▶ _EXCERPTED TEXT_
The opinion of the court was delivered by: Sue E. Myerscough, U.S. District Judge:
Tuesday, 20 March, 2012 05:53:25 PM
Clerk, U.S. District Court, ILCD
This matter comes before the Court on Defendant Terrance Watkins' pro se Motion for Retroactive Application of Sentencing Guidelines to Crack Cocaine Offense (d/e 48). Because Defendant was sentenced to the statutory mandatory minimum, he is not eligible for a reduced sentence under 18 U.S.C. § 3582(c)(2). Therefore, Defendant's Motion to Reduce Sentence Pursuant to 18 U.S.C. § 3582(c)(2) is DISMISSED for lack of subject-matter jurisdiction.
In January 2010, Defendant pleaded guilty to knowingly and intentionally possessing 50 grams or more of cocaine base (crack) with intent to distribute. 21 U.S.C. § 842(a)(1), (b)(1)(A). At Defendant's May 2010 sentencing hearing, the district court held Defendant accountable for 57 grams of crack. This resulted in a base offense level of 30. After a three-level adjustment for acceptance of responsibility, Defendant's final offense level was 27. With a criminal history of VI, Defendant's guideline range was 130 to 162 months. However, due to his prior drug felony conviction, Defendant was subject to a statutorily required minimum sentence of 20 years. 21 U.S.C. § 842(b)(1)(A) (2006). Therefore, Defendant's guideline range became 240 months. See United States Sentencing Guidelines (U.S.S.G.) § 5G1.1(b) ("Where a statutorily required minimum sentence is greater than the maximum of the applicable guideline range, the statutorily required minimum sentence shall be the guideline sentence"). The Court sentenced Defendant to 240 months' imprisonment.

▶ _SET TASK A_
Render everything in the listing below, from the line containing "outline **dark background" down to the end of the listing, as a Markdown table with the columns Row and Listing line. Leave out blank lines and pictures.

▶ _EXERCISE INPUT_
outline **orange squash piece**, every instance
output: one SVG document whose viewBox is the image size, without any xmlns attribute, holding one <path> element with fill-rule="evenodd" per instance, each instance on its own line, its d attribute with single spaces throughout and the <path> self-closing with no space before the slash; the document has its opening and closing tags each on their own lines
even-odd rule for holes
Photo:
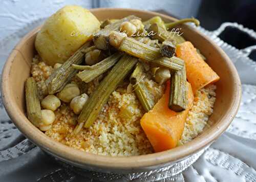
<svg viewBox="0 0 256 182">
<path fill-rule="evenodd" d="M 182 134 L 188 110 L 193 103 L 193 92 L 190 84 L 187 83 L 188 103 L 186 109 L 176 112 L 169 109 L 169 82 L 167 82 L 162 98 L 140 120 L 140 125 L 155 152 L 170 149 L 177 146 Z"/>
<path fill-rule="evenodd" d="M 194 94 L 220 79 L 219 76 L 198 54 L 193 44 L 186 41 L 176 47 L 177 56 L 185 61 L 187 79 L 191 84 Z"/>
</svg>

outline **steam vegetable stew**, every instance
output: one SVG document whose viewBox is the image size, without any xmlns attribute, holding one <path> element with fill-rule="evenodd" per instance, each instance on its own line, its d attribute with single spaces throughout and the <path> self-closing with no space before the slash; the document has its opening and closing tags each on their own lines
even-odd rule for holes
<svg viewBox="0 0 256 182">
<path fill-rule="evenodd" d="M 50 138 L 101 155 L 162 151 L 197 136 L 220 78 L 165 24 L 130 15 L 100 22 L 69 6 L 45 22 L 26 83 L 28 118 Z"/>
</svg>

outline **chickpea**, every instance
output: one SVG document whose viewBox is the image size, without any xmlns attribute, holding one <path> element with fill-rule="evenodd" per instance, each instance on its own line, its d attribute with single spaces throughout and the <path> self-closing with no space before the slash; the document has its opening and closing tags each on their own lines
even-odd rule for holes
<svg viewBox="0 0 256 182">
<path fill-rule="evenodd" d="M 54 111 L 60 106 L 60 100 L 54 95 L 49 95 L 46 96 L 41 102 L 42 108 L 50 109 Z"/>
<path fill-rule="evenodd" d="M 56 70 L 57 69 L 58 69 L 59 67 L 60 67 L 61 65 L 62 65 L 62 64 L 60 64 L 60 63 L 56 63 L 55 64 L 54 64 L 54 66 L 53 66 L 53 69 Z"/>
<path fill-rule="evenodd" d="M 70 107 L 75 113 L 78 115 L 82 110 L 83 105 L 88 100 L 89 97 L 86 94 L 83 94 L 73 98 L 70 102 Z"/>
<path fill-rule="evenodd" d="M 65 102 L 70 102 L 71 100 L 80 95 L 78 86 L 75 83 L 69 83 L 57 94 L 57 97 Z"/>
<path fill-rule="evenodd" d="M 54 122 L 55 120 L 55 115 L 51 110 L 43 109 L 41 110 L 42 116 L 42 125 L 49 125 Z"/>
<path fill-rule="evenodd" d="M 166 68 L 160 67 L 156 71 L 155 80 L 162 84 L 170 78 L 170 71 Z"/>
<path fill-rule="evenodd" d="M 126 37 L 127 37 L 127 35 L 124 33 L 112 32 L 110 35 L 110 44 L 118 48 L 123 39 Z"/>
<path fill-rule="evenodd" d="M 49 130 L 52 127 L 52 125 L 40 125 L 39 126 L 39 129 L 42 131 Z"/>
<path fill-rule="evenodd" d="M 129 36 L 134 35 L 137 32 L 136 26 L 129 21 L 123 22 L 120 28 L 121 32 L 125 33 Z"/>
</svg>

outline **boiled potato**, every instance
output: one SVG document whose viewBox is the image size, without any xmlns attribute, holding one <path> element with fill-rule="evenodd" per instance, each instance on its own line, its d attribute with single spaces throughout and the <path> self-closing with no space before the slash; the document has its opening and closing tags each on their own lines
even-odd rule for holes
<svg viewBox="0 0 256 182">
<path fill-rule="evenodd" d="M 99 28 L 100 23 L 89 10 L 67 6 L 46 21 L 37 33 L 35 46 L 47 64 L 62 63 Z"/>
</svg>

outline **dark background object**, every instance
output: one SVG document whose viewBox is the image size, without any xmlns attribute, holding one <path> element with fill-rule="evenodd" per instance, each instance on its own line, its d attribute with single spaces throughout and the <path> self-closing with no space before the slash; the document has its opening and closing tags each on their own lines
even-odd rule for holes
<svg viewBox="0 0 256 182">
<path fill-rule="evenodd" d="M 206 30 L 215 30 L 224 22 L 237 22 L 256 31 L 256 1 L 202 1 L 197 18 Z M 232 28 L 226 28 L 220 38 L 239 49 L 256 45 L 256 39 Z M 256 52 L 249 56 L 256 61 Z"/>
</svg>

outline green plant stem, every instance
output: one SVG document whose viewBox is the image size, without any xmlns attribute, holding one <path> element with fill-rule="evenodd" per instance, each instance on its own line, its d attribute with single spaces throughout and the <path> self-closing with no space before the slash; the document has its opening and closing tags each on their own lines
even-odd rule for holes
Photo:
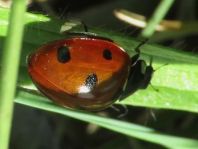
<svg viewBox="0 0 198 149">
<path fill-rule="evenodd" d="M 147 26 L 142 30 L 141 35 L 143 37 L 150 37 L 155 32 L 155 27 L 164 18 L 170 7 L 172 6 L 174 0 L 161 0 L 157 9 L 155 10 L 153 16 L 149 20 Z"/>
<path fill-rule="evenodd" d="M 9 144 L 25 10 L 26 0 L 13 1 L 0 75 L 0 149 L 7 149 Z"/>
</svg>

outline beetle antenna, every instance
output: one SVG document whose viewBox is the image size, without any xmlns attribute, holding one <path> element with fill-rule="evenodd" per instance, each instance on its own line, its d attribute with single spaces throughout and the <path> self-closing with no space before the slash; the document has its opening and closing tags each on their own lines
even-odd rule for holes
<svg viewBox="0 0 198 149">
<path fill-rule="evenodd" d="M 156 89 L 151 83 L 149 83 L 149 84 L 150 84 L 151 88 L 152 88 L 154 91 L 159 92 L 159 90 Z"/>
<path fill-rule="evenodd" d="M 151 56 L 149 66 L 152 66 L 152 63 L 153 63 L 153 57 Z"/>
<path fill-rule="evenodd" d="M 83 25 L 85 32 L 88 32 L 88 27 L 86 23 L 84 21 L 81 21 L 81 24 Z"/>
</svg>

▶ _SET TASK B_
Continue the court opinion on the crack cocaine sentence reduction motion from its last paragraph.

▶ _ANSWER A_
| Row | Listing line |
|---|---|
| 1 | outline **dark background object**, every instance |
| 2 | output: one SVG document whose viewBox is the image size, without any xmlns attribute, holding one <path> element with fill-rule="evenodd" per instance, each instance on its own line, its d attribute with single spaces throughout and the <path> self-closing with no space before the slash; the document has its opening and closing tags each on their own lines |
| 3 | even-odd rule for holes |
| 4 | <svg viewBox="0 0 256 182"> |
| 5 | <path fill-rule="evenodd" d="M 206 30 L 215 30 L 224 22 L 237 22 L 256 31 L 256 1 L 202 1 L 197 18 Z M 232 28 L 226 28 L 220 38 L 239 49 L 256 45 L 256 39 Z M 256 52 L 249 56 L 256 61 Z"/> |
| 6 | </svg> |
| 7 | outline green plant stem, every instance |
| 8 | output: one SVG document whose viewBox is the image size, without any xmlns attribute, holding one <path> element with fill-rule="evenodd" per instance, each instance on its own line, its d attribute with single spaces throughout and the <path> self-closing with no space before the slash; the document has its opening and closing tags each on their own lines |
| 9 | even-odd rule for holes |
| 10 | Photo: |
| 11 | <svg viewBox="0 0 198 149"> |
| 12 | <path fill-rule="evenodd" d="M 147 26 L 142 30 L 141 35 L 143 37 L 150 37 L 155 32 L 155 27 L 164 18 L 170 7 L 172 6 L 174 0 L 161 0 L 157 9 L 155 10 L 153 16 L 149 20 Z"/> |
| 13 | <path fill-rule="evenodd" d="M 9 144 L 25 10 L 26 0 L 13 1 L 0 75 L 0 149 L 7 149 Z"/> |
| 14 | </svg> |
| 15 | outline beetle antenna, every instance |
| 16 | output: one SVG document whose viewBox is the image size, without any xmlns attribute, holding one <path> element with fill-rule="evenodd" per instance, each instance on its own line, its d attribute with single spaces throughout and the <path> self-closing with no space before the slash; the document has its opening and closing tags each on their own lines |
| 17 | even-odd rule for holes |
| 18 | <svg viewBox="0 0 198 149"> |
| 19 | <path fill-rule="evenodd" d="M 156 89 L 151 83 L 149 83 L 149 84 L 150 84 L 151 88 L 152 88 L 154 91 L 159 92 L 159 90 Z"/> |
| 20 | <path fill-rule="evenodd" d="M 151 56 L 149 66 L 152 66 L 152 63 L 153 63 L 153 57 Z"/> |
| 21 | <path fill-rule="evenodd" d="M 83 25 L 85 32 L 88 32 L 88 27 L 86 23 L 84 21 L 81 21 L 81 24 Z"/> |
| 22 | </svg> |

▶ _ANSWER B_
On January 9, 2012, Defendant filed a pro se Motion for Retroactive Application of Sentencing Guidelines to Crack Cocaine Offense (d/e 48). Pursuant to Administrative Order 11-MC-2042, this Court appointed the Federal Defender to represent Defendant on his Motion.
On January 25, 2012, Federal Public Defender Jonathan E. Hawley moved to withdraw as counsel for Defendant (d/e 49). Hawley concluded Defendant was ineligible for a reduced sentence pursuant to the retroactive amendment to the crack cocaine guideline because Defendant was sentenced to the statutory mandatory minimum sentence of 240 months' imprisonment. On January 26, 2012, this Court granted Hawley leave to withdraw and granted Defendant until March 7, 2012 to supplement his motion or file a new motion for a reduced sentence. Defendant did not subsequently supplement his motion.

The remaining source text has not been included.